• [Excerpt from a dataset]:
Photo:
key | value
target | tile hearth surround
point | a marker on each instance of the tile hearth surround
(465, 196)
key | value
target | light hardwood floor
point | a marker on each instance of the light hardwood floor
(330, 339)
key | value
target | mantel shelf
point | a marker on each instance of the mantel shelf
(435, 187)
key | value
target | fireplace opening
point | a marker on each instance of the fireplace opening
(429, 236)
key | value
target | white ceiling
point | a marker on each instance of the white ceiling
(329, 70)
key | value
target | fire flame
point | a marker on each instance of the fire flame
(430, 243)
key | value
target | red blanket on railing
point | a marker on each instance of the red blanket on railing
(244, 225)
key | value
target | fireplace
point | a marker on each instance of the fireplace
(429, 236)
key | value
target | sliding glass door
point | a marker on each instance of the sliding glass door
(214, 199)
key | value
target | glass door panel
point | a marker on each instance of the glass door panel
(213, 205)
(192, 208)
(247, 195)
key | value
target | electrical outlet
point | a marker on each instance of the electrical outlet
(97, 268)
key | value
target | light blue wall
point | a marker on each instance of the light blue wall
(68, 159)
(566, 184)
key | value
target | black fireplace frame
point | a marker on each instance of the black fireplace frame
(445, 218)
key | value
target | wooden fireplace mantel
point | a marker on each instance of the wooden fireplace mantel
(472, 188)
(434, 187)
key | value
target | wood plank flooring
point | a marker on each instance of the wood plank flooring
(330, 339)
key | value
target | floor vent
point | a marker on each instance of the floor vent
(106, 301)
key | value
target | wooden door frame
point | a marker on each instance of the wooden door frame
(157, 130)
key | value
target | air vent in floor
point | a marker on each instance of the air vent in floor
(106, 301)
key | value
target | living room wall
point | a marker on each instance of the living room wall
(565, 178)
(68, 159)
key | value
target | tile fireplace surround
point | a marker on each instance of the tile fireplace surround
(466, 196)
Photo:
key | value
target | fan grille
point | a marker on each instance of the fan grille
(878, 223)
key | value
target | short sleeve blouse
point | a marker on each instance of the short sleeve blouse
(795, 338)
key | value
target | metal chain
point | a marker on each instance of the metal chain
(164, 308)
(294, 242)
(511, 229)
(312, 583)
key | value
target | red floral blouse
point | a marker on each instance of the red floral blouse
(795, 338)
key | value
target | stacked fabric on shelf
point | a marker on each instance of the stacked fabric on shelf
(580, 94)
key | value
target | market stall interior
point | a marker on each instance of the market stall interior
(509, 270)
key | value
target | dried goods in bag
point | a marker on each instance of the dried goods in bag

• [What is asked]:
Repeat every entry word for word.

• [Response]:
Photo:
key | value
target | tile hearth surround
point | a marker on each instance of the tile hearth surround
(465, 196)
key | value
target | light hardwood floor
point | a marker on each instance of the light hardwood floor
(330, 339)
key | value
target | mantel shelf
point | a marker on each instance of the mantel shelf
(435, 187)
key | value
target | fireplace opening
point | a marker on each instance of the fireplace opening
(429, 236)
key | value
target | white ceiling
point | a marker on each instance of the white ceiling
(329, 70)
key | value
target | fire flame
point | a marker on each instance of the fire flame
(430, 243)
key | value
target | red blanket on railing
point | a marker on each instance of the red blanket on railing
(244, 225)
key | value
target | fireplace
point | a marker on each instance of the fireplace
(429, 236)
key | value
target | sliding glass door
point | a marker on each instance of the sliding glass door
(214, 199)
key | value
target | glass door panel
point | a marker on each instance of the glass door panel
(213, 205)
(192, 208)
(247, 195)
key | value
target | electrical outlet
point | a marker on each instance of the electrical outlet
(97, 268)
key | value
target | light blue wall
point | a marker on each instance of the light blue wall
(68, 159)
(566, 184)
key | value
target | black fireplace frame
point | a marker on each instance of the black fireplace frame
(445, 218)
key | value
target | wooden fireplace mantel
point | a marker on each instance of the wooden fireplace mantel
(472, 188)
(434, 187)
key | value
target | wood plank flooring
point | a marker on each instance of the wood plank flooring
(330, 339)
key | value
target | floor vent
point | a marker on each instance of the floor vent
(106, 301)
key | value
target | wooden door frame
point | a marker on each instance of the wooden door frame
(157, 130)
key | value
target | air vent in floor
point | a marker on each instance of the air vent in floor
(106, 301)
key | value
target | living room wall
point | a marker on each instance of the living room wall
(565, 178)
(68, 159)
key | value
target | tile fireplace surround
point | a marker on each instance of the tile fireplace surround
(466, 196)
Photo:
key | value
target | fan grille
point | a marker on each instance of the fan grille
(878, 223)
key | value
target | short sleeve blouse
point | a marker on each instance of the short sleeve blouse
(795, 338)
key | value
target | metal chain
point | a marker on each instance of the metal chain
(164, 308)
(294, 242)
(511, 229)
(312, 583)
key | value
target | red floral blouse
point | a marker on each instance of the red floral blouse
(795, 338)
key | value
target | stacked fabric on shelf
point | a marker on each instance of the stacked fabric on shelf
(580, 94)
key | value
target | market stall interior
point | a marker on each instance of the market stall interior
(509, 270)
key | value
target | dried goods in bag
point | a marker on each instance of the dried goods in bag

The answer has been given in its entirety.